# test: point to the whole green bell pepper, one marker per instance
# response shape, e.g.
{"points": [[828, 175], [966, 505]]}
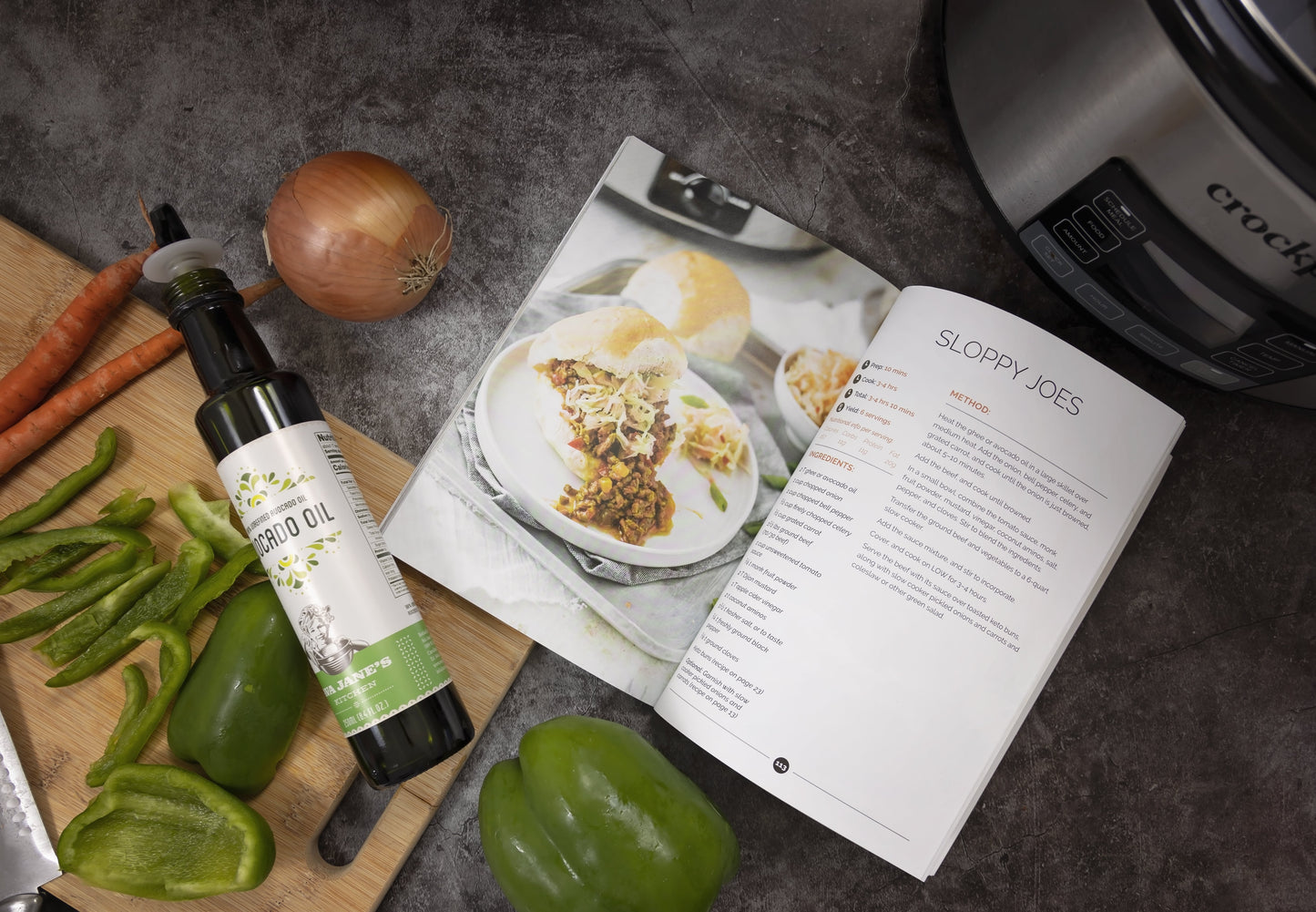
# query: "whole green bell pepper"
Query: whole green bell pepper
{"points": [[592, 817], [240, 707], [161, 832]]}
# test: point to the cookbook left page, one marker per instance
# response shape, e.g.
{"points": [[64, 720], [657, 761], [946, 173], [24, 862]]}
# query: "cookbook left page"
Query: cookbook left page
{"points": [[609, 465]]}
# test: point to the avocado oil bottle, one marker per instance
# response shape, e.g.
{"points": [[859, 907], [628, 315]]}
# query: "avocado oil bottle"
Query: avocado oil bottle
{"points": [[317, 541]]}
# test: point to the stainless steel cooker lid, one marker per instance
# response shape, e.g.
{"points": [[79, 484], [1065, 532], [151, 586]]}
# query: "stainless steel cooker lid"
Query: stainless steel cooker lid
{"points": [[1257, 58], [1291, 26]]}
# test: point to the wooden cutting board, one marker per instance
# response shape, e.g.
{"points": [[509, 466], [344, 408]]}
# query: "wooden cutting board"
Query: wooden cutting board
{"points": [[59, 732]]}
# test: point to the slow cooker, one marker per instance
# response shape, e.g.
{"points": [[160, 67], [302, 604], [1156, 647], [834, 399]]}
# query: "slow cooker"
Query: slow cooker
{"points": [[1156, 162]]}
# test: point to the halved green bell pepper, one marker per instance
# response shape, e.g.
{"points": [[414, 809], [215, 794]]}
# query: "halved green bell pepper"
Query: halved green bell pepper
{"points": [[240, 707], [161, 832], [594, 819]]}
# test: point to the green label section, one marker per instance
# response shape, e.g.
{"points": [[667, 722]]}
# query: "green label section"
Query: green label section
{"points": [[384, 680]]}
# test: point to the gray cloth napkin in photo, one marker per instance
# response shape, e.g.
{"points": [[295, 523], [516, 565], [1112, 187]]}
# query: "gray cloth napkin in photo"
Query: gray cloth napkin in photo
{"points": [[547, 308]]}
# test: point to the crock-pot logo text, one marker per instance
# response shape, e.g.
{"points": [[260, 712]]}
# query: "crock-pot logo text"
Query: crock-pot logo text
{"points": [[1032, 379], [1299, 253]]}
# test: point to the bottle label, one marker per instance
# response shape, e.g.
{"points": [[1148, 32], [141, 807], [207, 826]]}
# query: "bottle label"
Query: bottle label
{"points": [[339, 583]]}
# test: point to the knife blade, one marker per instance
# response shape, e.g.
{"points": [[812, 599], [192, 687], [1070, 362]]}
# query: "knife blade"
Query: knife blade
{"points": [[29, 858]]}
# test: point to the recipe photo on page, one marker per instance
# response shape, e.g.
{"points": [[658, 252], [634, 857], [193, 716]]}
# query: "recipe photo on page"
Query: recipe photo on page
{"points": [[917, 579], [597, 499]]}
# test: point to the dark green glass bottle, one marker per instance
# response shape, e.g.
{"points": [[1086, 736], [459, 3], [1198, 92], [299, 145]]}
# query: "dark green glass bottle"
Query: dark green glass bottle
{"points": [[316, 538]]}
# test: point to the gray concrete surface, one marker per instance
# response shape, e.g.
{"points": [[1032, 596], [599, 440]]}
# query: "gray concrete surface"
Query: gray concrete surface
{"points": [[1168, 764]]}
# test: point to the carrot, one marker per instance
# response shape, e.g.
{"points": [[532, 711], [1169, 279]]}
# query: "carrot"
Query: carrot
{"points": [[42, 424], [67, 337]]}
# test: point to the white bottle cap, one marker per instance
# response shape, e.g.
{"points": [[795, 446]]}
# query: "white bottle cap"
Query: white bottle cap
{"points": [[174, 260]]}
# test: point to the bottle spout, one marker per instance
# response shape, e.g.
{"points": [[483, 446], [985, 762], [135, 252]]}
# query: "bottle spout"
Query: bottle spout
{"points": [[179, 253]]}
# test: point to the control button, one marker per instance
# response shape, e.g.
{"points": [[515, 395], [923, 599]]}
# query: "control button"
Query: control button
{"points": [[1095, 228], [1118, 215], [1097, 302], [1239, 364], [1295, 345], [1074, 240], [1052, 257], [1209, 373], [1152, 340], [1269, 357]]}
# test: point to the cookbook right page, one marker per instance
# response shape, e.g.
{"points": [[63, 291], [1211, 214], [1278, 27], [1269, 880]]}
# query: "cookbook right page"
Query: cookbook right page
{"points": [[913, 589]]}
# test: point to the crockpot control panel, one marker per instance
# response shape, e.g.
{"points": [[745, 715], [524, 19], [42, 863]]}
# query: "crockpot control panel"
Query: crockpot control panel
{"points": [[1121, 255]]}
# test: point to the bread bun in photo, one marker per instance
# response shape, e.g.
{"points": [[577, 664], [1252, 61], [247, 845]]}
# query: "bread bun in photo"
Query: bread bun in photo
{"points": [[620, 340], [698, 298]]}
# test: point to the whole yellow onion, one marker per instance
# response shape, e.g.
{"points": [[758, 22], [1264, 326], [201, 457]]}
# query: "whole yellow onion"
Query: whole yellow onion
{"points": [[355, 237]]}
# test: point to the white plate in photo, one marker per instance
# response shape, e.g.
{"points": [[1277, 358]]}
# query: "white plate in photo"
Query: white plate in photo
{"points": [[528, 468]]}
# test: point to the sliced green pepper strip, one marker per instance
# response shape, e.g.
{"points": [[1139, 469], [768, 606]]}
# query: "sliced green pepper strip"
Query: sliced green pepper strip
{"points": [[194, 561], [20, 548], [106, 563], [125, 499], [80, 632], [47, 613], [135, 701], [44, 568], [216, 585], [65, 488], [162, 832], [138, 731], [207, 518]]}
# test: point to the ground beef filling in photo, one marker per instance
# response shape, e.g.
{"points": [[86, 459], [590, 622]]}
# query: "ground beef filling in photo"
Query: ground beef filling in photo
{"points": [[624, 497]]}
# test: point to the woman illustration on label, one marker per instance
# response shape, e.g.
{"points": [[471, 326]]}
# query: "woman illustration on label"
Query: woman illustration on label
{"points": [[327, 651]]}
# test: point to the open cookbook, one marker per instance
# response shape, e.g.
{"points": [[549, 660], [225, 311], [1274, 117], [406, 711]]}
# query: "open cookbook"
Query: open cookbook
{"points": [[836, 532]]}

=-=-=

[The task]
Skip the pictures and print each record exactly as it stands.

[Reply]
# test: point to the whole green bell pepper, one marker per instance
# response shape, e.g.
{"points": [[828, 175], [966, 505]]}
# query: "whole green bell pepper"
Query: whole green bell pepper
{"points": [[592, 817], [240, 707], [161, 832]]}
# test: point to the cookbook left page, one marker per instance
# response shape, e.g.
{"points": [[64, 720], [657, 761], [946, 173], [24, 862]]}
# query: "cookbook left page"
Query: cookbook left page
{"points": [[609, 465]]}
# test: point to the avocado oil bottle, one marker per instance
# response shape, e.g.
{"points": [[859, 907], [628, 315]]}
# query: "avocado oil bottle"
Query: avocado oil bottle
{"points": [[317, 541]]}
# test: point to the stainless steel cooker lid, one marker per instance
# response shape, e.g.
{"points": [[79, 484], [1065, 532], [151, 586]]}
# query: "stainless steel cooker lid"
Query: stainless steel cooker lid
{"points": [[1257, 58], [1291, 26]]}
# test: point to the wooden cutting board, one marker per instance
# response shape, e.g.
{"points": [[509, 466], [344, 408]]}
# query: "wooden cutting board"
Query: wooden cutting board
{"points": [[59, 732]]}
# test: point to the slow cooker, one marker per instance
# response shape, e.g.
{"points": [[160, 67], [302, 604], [1156, 647], [834, 399]]}
# query: "slow cooker"
Query: slow cooker
{"points": [[1156, 162]]}
# test: point to the halved green bell pepper, one marker per instance
# response shape, e.g.
{"points": [[414, 809], [215, 794]]}
# query: "halved green bell pepper"
Query: halved green bell pepper
{"points": [[240, 707], [161, 832], [594, 819]]}
# test: point to the green label section, one marker per instance
# response shape, e.g.
{"points": [[667, 722]]}
# query: "green label section"
Query: green label section
{"points": [[384, 680]]}
# test: point to the gray cloth napkin in photo, one marker per instance
# response shape, e.g.
{"points": [[295, 523], [516, 565], [1112, 187]]}
# query: "gray cloth napkin in photo"
Query: gray cloth napkin in photo
{"points": [[547, 308]]}
# test: point to the crock-pot logo text, one marker per instance
# response shape, e.g.
{"points": [[260, 712]]}
# query: "crock-pot logo text"
Query: crock-pot logo text
{"points": [[1032, 379], [1299, 253]]}
# test: point to the bottle label, one marker per instance
# response shape, e.g.
{"points": [[1148, 32], [141, 807], [207, 826]]}
# query: "bottle label"
Query: bottle label
{"points": [[339, 583]]}
# test: point to the knife blade, one marker per instance
# response shape, e.g.
{"points": [[812, 599], [192, 687], [1070, 362]]}
# query: "knife blade"
Query: knife blade
{"points": [[29, 858]]}
# test: point to the recipe photo on page, one marker per instance
# response shape, e.g.
{"points": [[658, 252], [634, 857], [193, 716]]}
# query: "recipe photo on page"
Query: recipe photo on page
{"points": [[917, 579], [597, 499]]}
# test: point to the dark green glass bottle, one marker per instance
# response shape, e.g.
{"points": [[1086, 736], [459, 3], [1198, 92], [299, 145]]}
# query: "dark green glass bottle"
Query: dark green glass bottle
{"points": [[316, 538]]}
# test: point to the gray concrete surface, one marker per instance
# response shape, e.g.
{"points": [[1032, 596], [599, 440]]}
# query: "gray concrete surface"
Query: gray concrete surface
{"points": [[1168, 764]]}
# test: point to the carrot, one marker per instance
# response shape, e.g.
{"points": [[532, 711], [1169, 279]]}
# query: "carrot"
Query: carrot
{"points": [[42, 424], [67, 337]]}
# test: point to the white bottle cap, one marker per instance
# response shape, e.g.
{"points": [[795, 446]]}
# query: "white bottle cap"
Query: white bottle cap
{"points": [[174, 260]]}
# test: point to the bottle spout, one marker per instance
# response shape, e.g.
{"points": [[483, 446], [985, 762], [135, 252]]}
# query: "bottle spout"
Query: bottle spout
{"points": [[179, 253]]}
# test: point to the control button, one marker per instance
# response shape, e.g.
{"points": [[515, 395], [923, 599]]}
# query: "control button"
Query: control button
{"points": [[1095, 228], [1118, 215], [1097, 302], [1239, 364], [1295, 345], [1074, 240], [1052, 257], [1209, 373], [1152, 340], [1269, 357]]}
# test: point to the cookbook right page, one marker per instance
# response shape, e.g.
{"points": [[63, 291], [1211, 214], [1278, 27], [1269, 880]]}
# query: "cookbook right page"
Query: cookbook right page
{"points": [[913, 589]]}
# test: point to the crockpot control panel, one marker per instance
# response shape, e.g.
{"points": [[745, 715], [524, 19], [42, 863]]}
# query: "crockpot control panel"
Query: crockpot control panel
{"points": [[1121, 255]]}
# test: point to the bread bun in photo, one marker per instance
# response shape, e.g.
{"points": [[577, 664], [1252, 61], [247, 845]]}
# query: "bread bun in photo"
Query: bread bun in photo
{"points": [[620, 340], [698, 298]]}
# test: point to the whole yellow onion, one marker per instance
# response shape, e.g.
{"points": [[758, 22], [1264, 326], [201, 457]]}
# query: "whole yellow onion"
Query: whole yellow onion
{"points": [[355, 237]]}
# test: point to the white plate in photo, one marker per instance
# response shape, e.g.
{"points": [[1277, 358]]}
# query: "white plate in photo"
Query: white plate in photo
{"points": [[528, 468]]}
# test: point to the sliced green pepper strip, one marker per instance
# response shape, e.g.
{"points": [[1139, 469], [768, 606]]}
# query: "sliced green pepper strip"
Query: sliced green pepper strip
{"points": [[194, 561], [20, 548], [106, 563], [125, 499], [80, 632], [47, 613], [135, 701], [44, 568], [216, 585], [65, 488], [162, 832], [138, 731], [207, 518]]}
# test: point to the ground beef filling in photo, one marker per instance
# response shape, e.g.
{"points": [[86, 459], [590, 622]]}
# query: "ground beef filling in photo"
Query: ground beef filling in photo
{"points": [[624, 497]]}
# test: point to the woman illustration on label, one marker per instance
# response shape, e.g.
{"points": [[471, 326]]}
# query: "woman illustration on label"
Query: woman illustration on label
{"points": [[327, 651]]}
# test: point to the open cookbook, one marker per instance
# response shape, e.g.
{"points": [[549, 660], [225, 311], [1274, 117], [406, 711]]}
# query: "open cookbook"
Query: open cookbook
{"points": [[836, 532]]}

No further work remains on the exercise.